Task goal: Take the material below and reproduce, word for word, only the lines from the line with "Where can you see the downspout?" through the line with "Where can you see the blue mural".

Source data:
"""
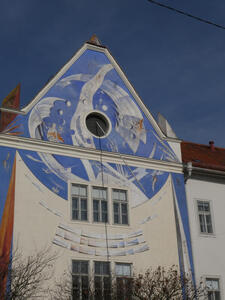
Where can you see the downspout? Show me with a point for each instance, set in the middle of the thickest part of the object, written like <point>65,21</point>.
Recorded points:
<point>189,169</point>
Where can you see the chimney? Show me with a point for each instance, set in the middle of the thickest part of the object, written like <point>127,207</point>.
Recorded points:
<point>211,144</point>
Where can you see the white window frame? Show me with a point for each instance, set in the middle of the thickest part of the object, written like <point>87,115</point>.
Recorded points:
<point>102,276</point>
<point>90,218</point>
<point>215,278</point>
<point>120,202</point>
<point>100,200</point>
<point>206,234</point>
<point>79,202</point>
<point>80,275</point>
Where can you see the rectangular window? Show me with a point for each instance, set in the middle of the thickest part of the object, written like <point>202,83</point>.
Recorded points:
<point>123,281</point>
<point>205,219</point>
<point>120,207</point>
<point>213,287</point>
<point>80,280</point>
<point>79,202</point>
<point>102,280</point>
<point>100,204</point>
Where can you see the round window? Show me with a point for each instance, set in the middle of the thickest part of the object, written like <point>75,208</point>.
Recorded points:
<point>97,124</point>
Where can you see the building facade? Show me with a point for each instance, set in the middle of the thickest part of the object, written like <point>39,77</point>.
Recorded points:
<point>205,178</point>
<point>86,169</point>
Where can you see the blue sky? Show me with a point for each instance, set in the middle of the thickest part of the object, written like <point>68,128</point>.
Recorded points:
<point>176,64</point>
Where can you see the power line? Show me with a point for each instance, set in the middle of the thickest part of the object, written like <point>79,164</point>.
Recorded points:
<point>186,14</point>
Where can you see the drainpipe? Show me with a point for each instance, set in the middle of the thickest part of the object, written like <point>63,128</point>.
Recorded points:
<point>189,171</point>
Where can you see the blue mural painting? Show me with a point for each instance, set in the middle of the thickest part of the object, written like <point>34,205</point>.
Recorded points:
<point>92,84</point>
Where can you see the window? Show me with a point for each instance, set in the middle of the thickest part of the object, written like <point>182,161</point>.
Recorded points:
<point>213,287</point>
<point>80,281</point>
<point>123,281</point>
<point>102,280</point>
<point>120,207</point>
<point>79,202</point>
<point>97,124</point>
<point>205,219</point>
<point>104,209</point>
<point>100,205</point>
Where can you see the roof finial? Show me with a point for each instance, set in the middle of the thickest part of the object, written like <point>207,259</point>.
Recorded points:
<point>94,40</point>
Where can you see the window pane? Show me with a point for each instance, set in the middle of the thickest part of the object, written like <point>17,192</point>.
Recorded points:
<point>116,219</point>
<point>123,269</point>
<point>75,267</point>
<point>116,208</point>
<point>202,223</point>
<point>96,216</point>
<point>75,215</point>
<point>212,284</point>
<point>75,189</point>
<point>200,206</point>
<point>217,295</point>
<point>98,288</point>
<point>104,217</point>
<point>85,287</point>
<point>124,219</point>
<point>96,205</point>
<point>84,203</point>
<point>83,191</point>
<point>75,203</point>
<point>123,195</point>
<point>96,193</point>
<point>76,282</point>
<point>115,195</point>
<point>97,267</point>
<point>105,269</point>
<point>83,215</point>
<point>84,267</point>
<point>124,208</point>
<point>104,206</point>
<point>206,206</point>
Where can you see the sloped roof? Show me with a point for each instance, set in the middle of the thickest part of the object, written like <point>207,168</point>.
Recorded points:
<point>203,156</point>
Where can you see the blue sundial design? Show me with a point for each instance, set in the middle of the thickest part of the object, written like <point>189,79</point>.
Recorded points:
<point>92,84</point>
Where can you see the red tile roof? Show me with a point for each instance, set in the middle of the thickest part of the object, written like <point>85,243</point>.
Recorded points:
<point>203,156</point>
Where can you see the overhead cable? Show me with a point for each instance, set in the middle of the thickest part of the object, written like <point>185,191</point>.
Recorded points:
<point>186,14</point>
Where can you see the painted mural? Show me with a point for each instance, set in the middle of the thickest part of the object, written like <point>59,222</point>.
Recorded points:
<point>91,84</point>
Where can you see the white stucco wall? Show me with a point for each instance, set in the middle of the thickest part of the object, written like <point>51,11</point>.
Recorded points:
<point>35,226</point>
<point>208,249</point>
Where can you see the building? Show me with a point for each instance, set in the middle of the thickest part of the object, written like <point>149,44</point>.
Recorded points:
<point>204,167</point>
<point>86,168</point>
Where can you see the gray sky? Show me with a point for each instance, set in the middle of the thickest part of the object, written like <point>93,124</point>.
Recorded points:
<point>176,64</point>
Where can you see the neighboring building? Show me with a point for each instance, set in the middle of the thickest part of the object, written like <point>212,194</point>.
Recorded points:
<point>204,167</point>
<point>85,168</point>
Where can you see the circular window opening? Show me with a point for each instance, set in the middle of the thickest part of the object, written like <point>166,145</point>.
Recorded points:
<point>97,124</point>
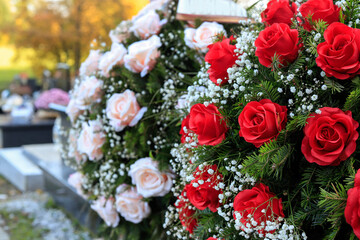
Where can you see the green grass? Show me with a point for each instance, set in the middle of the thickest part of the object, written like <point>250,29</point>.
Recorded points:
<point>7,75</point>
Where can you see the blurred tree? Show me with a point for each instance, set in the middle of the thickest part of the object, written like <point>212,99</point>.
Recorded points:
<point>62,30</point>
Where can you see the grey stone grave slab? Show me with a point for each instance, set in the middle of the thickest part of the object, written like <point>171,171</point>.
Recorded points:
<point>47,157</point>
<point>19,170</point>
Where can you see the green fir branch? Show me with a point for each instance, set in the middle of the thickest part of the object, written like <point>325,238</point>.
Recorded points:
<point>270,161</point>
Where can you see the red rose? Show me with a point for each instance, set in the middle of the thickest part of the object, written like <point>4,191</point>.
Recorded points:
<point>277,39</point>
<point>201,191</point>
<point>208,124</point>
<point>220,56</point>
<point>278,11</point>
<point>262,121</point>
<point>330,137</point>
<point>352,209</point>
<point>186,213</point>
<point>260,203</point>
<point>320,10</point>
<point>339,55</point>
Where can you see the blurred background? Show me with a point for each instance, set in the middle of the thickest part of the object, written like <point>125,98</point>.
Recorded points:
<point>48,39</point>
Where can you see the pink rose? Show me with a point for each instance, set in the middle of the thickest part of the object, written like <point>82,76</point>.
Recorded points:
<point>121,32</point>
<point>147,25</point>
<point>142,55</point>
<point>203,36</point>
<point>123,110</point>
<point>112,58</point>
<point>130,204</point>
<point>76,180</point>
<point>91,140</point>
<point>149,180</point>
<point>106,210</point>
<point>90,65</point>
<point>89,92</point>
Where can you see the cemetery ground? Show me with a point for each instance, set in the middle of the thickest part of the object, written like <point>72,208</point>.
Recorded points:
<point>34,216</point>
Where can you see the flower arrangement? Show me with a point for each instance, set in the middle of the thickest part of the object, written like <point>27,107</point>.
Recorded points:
"""
"""
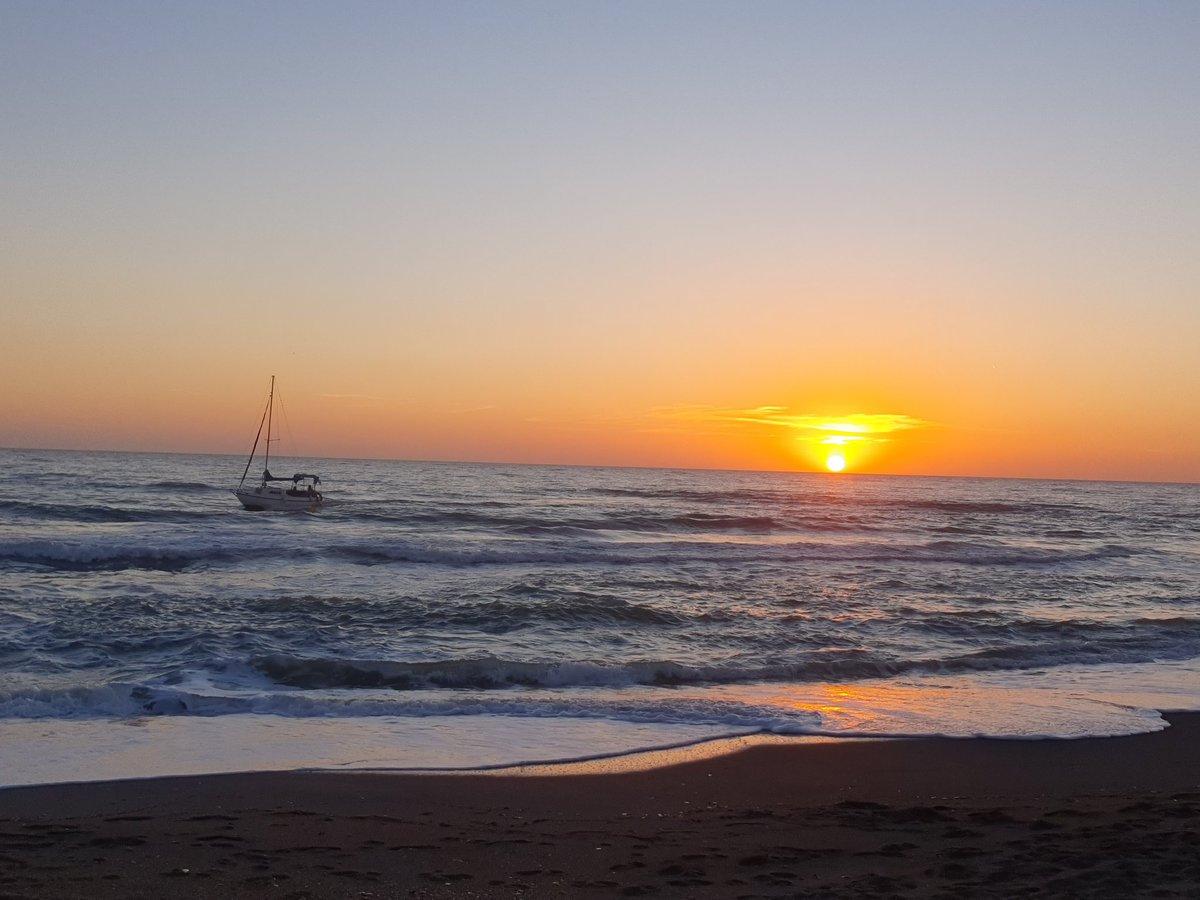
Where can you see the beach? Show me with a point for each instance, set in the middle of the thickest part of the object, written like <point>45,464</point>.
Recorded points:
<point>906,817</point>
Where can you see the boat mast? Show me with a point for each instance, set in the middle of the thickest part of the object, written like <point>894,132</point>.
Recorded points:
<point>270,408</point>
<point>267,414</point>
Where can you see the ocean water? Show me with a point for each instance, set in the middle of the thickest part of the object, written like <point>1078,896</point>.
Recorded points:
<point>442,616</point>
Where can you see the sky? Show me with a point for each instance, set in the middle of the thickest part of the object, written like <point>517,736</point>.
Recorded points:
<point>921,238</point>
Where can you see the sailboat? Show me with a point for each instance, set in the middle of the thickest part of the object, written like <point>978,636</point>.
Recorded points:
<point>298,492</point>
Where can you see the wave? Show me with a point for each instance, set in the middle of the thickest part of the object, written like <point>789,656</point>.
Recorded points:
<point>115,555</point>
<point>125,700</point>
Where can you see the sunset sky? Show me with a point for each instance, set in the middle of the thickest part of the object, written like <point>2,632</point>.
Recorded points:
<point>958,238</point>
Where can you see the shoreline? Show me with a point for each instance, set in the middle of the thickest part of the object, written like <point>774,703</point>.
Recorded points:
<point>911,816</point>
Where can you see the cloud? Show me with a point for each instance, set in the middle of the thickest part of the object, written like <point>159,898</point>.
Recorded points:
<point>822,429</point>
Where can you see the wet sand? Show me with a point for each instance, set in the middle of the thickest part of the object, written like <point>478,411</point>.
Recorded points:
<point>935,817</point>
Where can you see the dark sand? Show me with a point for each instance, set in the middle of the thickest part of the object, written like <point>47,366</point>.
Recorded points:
"""
"""
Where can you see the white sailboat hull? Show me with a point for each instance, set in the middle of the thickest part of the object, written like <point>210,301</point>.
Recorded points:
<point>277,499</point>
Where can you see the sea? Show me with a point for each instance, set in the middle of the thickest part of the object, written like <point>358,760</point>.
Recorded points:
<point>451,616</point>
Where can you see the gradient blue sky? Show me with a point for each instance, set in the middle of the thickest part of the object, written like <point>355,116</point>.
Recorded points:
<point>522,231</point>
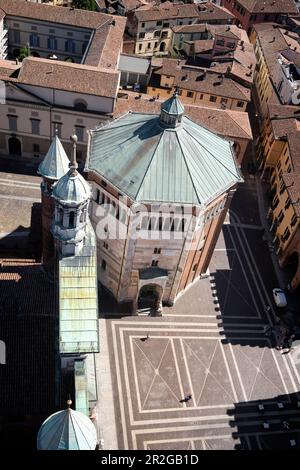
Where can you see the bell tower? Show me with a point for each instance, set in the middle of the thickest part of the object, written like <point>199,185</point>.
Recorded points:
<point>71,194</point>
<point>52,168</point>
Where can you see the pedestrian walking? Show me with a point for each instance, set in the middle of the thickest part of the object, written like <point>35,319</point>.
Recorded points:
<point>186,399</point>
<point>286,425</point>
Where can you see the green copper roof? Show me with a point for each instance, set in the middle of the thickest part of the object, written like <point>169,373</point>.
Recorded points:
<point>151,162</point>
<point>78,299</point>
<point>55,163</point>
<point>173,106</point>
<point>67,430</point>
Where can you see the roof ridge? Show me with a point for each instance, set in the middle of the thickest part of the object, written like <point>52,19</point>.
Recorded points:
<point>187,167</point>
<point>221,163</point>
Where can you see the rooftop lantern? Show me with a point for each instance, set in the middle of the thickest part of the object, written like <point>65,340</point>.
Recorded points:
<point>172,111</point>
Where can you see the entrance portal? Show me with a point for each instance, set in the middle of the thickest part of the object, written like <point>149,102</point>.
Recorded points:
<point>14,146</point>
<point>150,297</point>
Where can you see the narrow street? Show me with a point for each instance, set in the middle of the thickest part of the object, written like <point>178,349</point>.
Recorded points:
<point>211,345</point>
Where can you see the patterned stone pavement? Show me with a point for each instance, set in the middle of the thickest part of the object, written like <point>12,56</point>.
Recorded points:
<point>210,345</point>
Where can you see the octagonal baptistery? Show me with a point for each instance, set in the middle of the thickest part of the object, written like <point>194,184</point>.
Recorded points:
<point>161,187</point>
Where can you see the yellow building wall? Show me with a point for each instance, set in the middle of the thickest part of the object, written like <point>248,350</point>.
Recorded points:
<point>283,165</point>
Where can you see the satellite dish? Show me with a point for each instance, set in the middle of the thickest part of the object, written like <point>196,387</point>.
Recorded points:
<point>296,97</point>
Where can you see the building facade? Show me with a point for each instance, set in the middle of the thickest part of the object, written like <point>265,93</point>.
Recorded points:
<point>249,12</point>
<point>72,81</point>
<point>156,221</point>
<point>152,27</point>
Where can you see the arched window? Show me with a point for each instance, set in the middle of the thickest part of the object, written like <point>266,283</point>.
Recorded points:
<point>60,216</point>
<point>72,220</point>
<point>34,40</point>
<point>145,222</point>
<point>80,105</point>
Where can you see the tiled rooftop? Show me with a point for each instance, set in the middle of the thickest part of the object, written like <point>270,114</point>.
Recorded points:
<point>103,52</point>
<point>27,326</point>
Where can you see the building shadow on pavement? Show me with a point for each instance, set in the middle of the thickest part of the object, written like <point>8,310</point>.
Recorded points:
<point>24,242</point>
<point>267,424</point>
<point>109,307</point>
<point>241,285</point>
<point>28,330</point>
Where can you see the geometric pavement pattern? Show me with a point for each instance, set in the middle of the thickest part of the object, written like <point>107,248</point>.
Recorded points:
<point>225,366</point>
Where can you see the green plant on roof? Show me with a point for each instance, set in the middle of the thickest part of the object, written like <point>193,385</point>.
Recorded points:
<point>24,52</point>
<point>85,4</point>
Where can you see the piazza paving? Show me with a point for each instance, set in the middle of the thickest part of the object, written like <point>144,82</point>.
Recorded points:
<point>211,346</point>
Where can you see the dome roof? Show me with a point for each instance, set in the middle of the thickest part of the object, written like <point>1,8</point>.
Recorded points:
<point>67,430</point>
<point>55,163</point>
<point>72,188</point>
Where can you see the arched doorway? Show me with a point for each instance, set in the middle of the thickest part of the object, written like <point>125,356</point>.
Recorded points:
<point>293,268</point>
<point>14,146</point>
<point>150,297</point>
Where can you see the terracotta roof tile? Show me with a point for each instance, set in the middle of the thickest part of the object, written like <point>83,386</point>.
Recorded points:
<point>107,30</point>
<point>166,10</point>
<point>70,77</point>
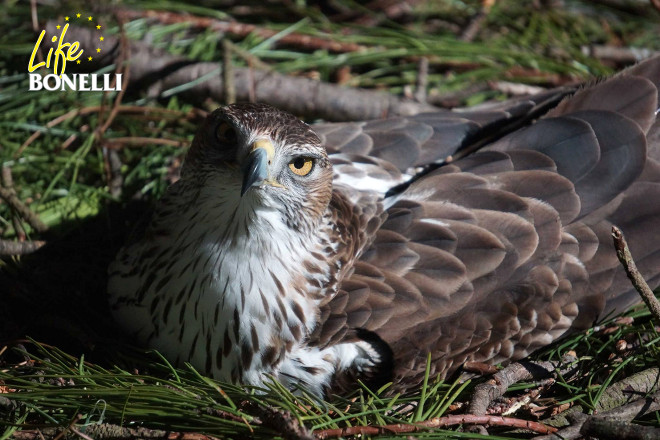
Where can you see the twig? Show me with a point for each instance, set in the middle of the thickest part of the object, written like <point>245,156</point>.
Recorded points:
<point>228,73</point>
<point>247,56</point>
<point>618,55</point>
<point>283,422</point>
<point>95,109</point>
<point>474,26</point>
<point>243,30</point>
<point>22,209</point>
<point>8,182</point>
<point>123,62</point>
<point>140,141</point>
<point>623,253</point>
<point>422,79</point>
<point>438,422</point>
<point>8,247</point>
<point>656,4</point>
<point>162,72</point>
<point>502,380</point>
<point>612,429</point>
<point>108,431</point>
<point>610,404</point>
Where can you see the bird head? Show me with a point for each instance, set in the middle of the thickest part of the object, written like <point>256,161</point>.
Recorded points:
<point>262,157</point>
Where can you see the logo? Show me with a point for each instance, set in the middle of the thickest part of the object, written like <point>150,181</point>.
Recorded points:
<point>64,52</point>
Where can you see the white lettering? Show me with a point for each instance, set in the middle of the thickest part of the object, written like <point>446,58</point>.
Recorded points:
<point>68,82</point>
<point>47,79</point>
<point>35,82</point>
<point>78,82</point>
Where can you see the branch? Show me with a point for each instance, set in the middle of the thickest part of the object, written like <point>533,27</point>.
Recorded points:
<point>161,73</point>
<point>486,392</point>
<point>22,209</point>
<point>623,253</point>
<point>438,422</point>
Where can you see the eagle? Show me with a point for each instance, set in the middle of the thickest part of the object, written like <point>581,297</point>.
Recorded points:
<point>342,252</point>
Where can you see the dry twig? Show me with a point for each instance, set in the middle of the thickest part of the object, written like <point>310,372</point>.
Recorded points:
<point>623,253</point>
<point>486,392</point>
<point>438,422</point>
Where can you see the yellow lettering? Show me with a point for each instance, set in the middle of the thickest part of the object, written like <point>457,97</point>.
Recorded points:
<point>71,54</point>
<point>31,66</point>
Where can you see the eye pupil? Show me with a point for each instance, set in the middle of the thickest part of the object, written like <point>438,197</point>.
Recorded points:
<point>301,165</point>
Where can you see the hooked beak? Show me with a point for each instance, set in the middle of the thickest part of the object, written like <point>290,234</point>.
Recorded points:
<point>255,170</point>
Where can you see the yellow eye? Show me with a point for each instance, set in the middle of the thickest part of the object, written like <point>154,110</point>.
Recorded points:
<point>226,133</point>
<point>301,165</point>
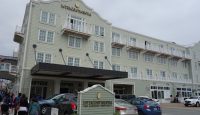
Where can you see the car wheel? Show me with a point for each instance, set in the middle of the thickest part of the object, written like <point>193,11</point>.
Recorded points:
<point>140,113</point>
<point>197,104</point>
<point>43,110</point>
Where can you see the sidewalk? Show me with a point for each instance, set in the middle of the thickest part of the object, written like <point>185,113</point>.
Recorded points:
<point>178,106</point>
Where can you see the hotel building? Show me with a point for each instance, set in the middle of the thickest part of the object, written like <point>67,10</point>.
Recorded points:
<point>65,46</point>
"""
Answer below:
Where can you see the downspout? Show me with a point for each instance, set in the middle of the thickest part of the object, written like <point>65,21</point>.
Recorded points:
<point>189,169</point>
Where can you see the chimney? Show me with a point for each instance, set in the middle of the thickest part of the object, written like <point>127,207</point>.
Recorded points:
<point>211,144</point>
Where can you see the white window frame? Show me with a point for each instance, set in the middle of the thickest part of the object, written like <point>87,115</point>.
Recorded points:
<point>102,276</point>
<point>90,218</point>
<point>215,278</point>
<point>120,202</point>
<point>100,200</point>
<point>206,234</point>
<point>79,202</point>
<point>80,275</point>
Where can you see the rectangular window? Show me with a point for each instance, set in the middle of the thickest part of the object, written like <point>202,83</point>.
Recorded points:
<point>123,281</point>
<point>205,219</point>
<point>120,207</point>
<point>213,287</point>
<point>80,280</point>
<point>79,202</point>
<point>102,280</point>
<point>100,204</point>
Where can you see the round window? Show me with a point for each instance, set in the middle of the thickest part of the object, written like <point>75,208</point>.
Recorded points:
<point>97,124</point>
Where can you see the building facade? Show me with a point for each instance, set in the middle of the thickest part of the object, written like <point>39,77</point>.
Recorded points:
<point>205,178</point>
<point>86,169</point>
Where can you see the blue sky? Show me with a point for each instance, set in the middle of the thickest part of the object, written like <point>68,128</point>.
Recorded points:
<point>176,64</point>
Where can you see the power line? Show me with a point for each instance, set in the middle of the thickest part of the object, written like <point>79,164</point>.
Recorded points:
<point>186,14</point>
Where can you see the drainpipe? Show me with a point for each instance, set in the middle of the thickest part of the object, written like <point>63,128</point>.
Recorded points:
<point>189,171</point>
Where can you see the blue mural painting? Show me with a point for each instance, set in the middle of the thickest part of the object, written like <point>34,205</point>.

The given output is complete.